* **Your task**: An exact transcription of all the data is required, with every image removed.

(Stored data entries)
>>>
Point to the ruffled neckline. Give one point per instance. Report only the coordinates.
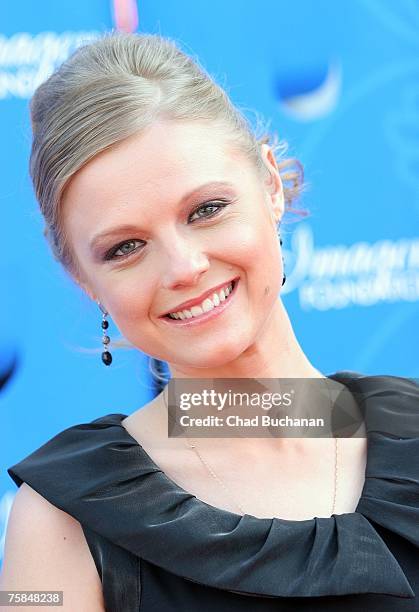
(98, 473)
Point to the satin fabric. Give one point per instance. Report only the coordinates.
(158, 538)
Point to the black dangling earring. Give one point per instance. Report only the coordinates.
(284, 278)
(106, 355)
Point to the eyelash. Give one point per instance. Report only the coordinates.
(111, 254)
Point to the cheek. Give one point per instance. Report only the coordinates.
(127, 300)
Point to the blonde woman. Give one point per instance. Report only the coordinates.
(157, 197)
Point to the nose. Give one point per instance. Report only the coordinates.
(185, 263)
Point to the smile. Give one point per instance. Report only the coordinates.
(210, 307)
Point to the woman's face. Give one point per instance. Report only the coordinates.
(162, 218)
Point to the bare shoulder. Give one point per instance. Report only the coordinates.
(45, 549)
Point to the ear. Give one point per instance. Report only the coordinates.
(273, 183)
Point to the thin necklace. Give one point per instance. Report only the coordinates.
(192, 444)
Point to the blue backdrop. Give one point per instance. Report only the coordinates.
(339, 81)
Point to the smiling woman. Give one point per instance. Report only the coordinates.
(163, 205)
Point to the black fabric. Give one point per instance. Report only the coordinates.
(157, 547)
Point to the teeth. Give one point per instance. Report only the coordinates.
(207, 305)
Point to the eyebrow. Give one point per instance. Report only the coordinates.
(127, 227)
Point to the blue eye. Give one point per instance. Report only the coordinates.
(112, 253)
(217, 205)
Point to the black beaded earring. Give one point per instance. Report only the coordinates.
(106, 355)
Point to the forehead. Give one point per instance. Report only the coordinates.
(169, 157)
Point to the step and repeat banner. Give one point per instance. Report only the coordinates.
(339, 82)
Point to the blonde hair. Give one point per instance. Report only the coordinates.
(116, 86)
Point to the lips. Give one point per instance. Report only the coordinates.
(196, 301)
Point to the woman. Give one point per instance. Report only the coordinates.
(156, 193)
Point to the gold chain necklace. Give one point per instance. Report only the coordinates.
(193, 446)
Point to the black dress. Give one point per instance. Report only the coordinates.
(159, 548)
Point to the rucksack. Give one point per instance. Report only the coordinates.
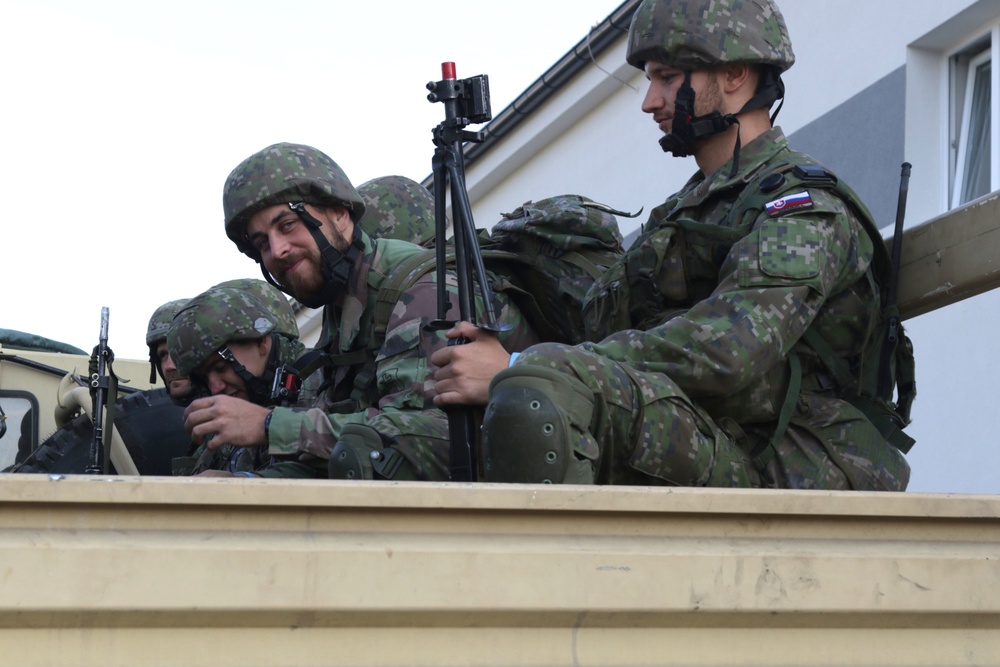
(886, 361)
(547, 252)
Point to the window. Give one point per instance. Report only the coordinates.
(973, 166)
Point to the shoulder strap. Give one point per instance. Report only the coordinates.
(395, 284)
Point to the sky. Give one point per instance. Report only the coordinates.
(121, 121)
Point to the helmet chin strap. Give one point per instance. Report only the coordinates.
(258, 388)
(335, 265)
(687, 129)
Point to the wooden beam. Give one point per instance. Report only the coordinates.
(950, 258)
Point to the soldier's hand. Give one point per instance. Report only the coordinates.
(234, 421)
(464, 371)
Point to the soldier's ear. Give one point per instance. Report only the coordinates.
(735, 76)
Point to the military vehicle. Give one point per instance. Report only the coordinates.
(141, 569)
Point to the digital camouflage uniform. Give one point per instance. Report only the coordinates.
(388, 425)
(710, 310)
(235, 310)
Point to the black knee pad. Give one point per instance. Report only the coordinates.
(361, 454)
(532, 423)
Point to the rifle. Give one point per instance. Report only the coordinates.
(885, 376)
(465, 101)
(104, 392)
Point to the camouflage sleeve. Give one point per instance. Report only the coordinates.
(772, 284)
(404, 415)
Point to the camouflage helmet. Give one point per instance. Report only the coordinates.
(156, 333)
(222, 314)
(159, 322)
(279, 174)
(397, 207)
(695, 34)
(272, 298)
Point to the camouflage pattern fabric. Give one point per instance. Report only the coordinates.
(695, 34)
(692, 394)
(234, 310)
(156, 332)
(222, 314)
(397, 207)
(159, 322)
(404, 414)
(279, 174)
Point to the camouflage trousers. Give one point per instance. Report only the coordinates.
(646, 431)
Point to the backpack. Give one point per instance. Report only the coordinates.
(547, 254)
(886, 360)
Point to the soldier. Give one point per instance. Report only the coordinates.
(230, 340)
(397, 207)
(159, 359)
(293, 210)
(744, 312)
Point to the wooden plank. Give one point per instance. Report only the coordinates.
(112, 571)
(951, 257)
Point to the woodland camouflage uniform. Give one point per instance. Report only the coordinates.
(711, 309)
(235, 310)
(390, 420)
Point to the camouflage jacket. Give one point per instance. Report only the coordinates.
<<<
* **Answer below**:
Point to the ruffled neckline. Give one point per instance. Report only the coordinates.
(98, 473)
Point to the satin fabric. Give one point per instance. Report only the coordinates.
(158, 538)
Point to the black dangling earring. Give one point per instance. Report only the coordinates.
(284, 278)
(106, 355)
Point to the eyelash. Give one point per instance. Report only the coordinates.
(111, 254)
Point to the cheek. Give one point per instance. Report only the coordinates.
(127, 300)
Point to the blonde woman. Give one point per instance. Report only the coordinates.
(157, 197)
Point to the nose. Give one point per instance. Report only the coordinates.
(185, 263)
Point to the smile. Give one point per instance. Report only the coordinates.
(210, 307)
Point to the woman's face. Give one point per instance. Report only the coordinates.
(162, 218)
Point to the bare shoulder. Give one point per instance. Report only the coordinates.
(45, 549)
Point to the ear. Give one point per instance. Report only the coordinates.
(273, 183)
Point to the thin necklace. Give one point per instance. Report only the coordinates.
(192, 444)
Point to the blue backdrop. Give one point per instance. Report only the coordinates.
(339, 81)
Point to the smiling woman. Give one point per instance. Report only the coordinates.
(163, 205)
Point to the black fabric. Give one point per instance. Report only the coordinates.
(157, 547)
Point to the teeth. Give one point per instance. Report only the coordinates.
(207, 305)
Point to the eyebrow. Give one point per instance. Report only the coordinates.
(127, 227)
Point to the blue eye. Give one point per instance. Report only the coordinates.
(112, 253)
(217, 205)
Point to the black beaded earring. Give one point per instance. Report only the coordinates.
(106, 355)
Point to the forehead. Give one point per instance. Report only the coordinates.
(169, 157)
Point to the step and repeat banner. Give one point per instance. Report only the coordinates.
(339, 82)
Point to the blonde hair. Give one point per instance. Report only the coordinates.
(116, 86)
Point to the lips. Give one point per instance. Report only the coordinates.
(196, 301)
Point to the woman. Give one point per instance. Report only the coordinates.
(156, 193)
Point to the gold chain necklace. Give one point per instance. Report only the coordinates.
(193, 446)
Point to the black dress. Give one point per instance. Report only the coordinates.
(159, 548)
Point to the rucksack. Give one point per instance. Report only the coordinates.
(886, 361)
(547, 252)
Point to the window. Give one point per instance. Report only the coordinates.
(973, 166)
Point to the shoulder strap. Give one point per instance. Report only the coordinates.
(395, 284)
Point to the sky. Give one point per instance. Report only the coordinates.
(121, 121)
Point to the helmet chin strap. Give one point per instance. Report only the coordinates.
(258, 388)
(335, 265)
(687, 129)
Point to the wooden beam. Give one point per instance. Report only the coordinates.
(950, 258)
Point to the soldier's hand. Give one point per instance. Report only the coordinates.
(234, 421)
(464, 371)
Point to the soldier's ear. Give one point per instance. Report only the coordinates.
(735, 76)
Point to the military vehicle. Give one point per instance. Report only the coordinates.
(141, 569)
Point to the digital camouflage uniform. Give one point per instance. Report only the coordinates.
(388, 425)
(710, 310)
(235, 310)
Point to the black knee pad. Give one point per instance. Report only the coordinates.
(361, 454)
(532, 423)
Point to the rifle. Give one point per instance. Report only the coordinates.
(885, 376)
(465, 101)
(104, 392)
Point to the camouflage sleeve. Give one point per instance. Report only the coordinates.
(772, 284)
(404, 415)
Point to the camouflage helmet. Give one point per instance. Report only the coordinates.
(156, 333)
(222, 314)
(159, 322)
(279, 174)
(397, 207)
(695, 34)
(272, 298)
Point to the camouflage pattern fabric. Give one point per instance. Report only the coordinates.
(695, 34)
(692, 394)
(234, 310)
(156, 332)
(222, 314)
(397, 207)
(159, 322)
(404, 414)
(279, 174)
Point to the camouflage trousers. Give one point per instance. Report only the coordinates.
(646, 431)
Point to the backpack. Give one point per instance. Report only the coordinates.
(547, 254)
(886, 360)
Point to the soldier. Give one point per instance. Report only the coordinates.
(230, 340)
(397, 207)
(159, 359)
(293, 210)
(744, 312)
Point to the wooden plank. Give one point per instance. Report only the coordinates.
(112, 571)
(951, 257)
Point to the woodland camouflage uniform. Give one point per instance. Report only the coordinates.
(711, 309)
(235, 310)
(390, 420)
Point to the camouflage jacket. Give one point per instance. Report only the coordinates.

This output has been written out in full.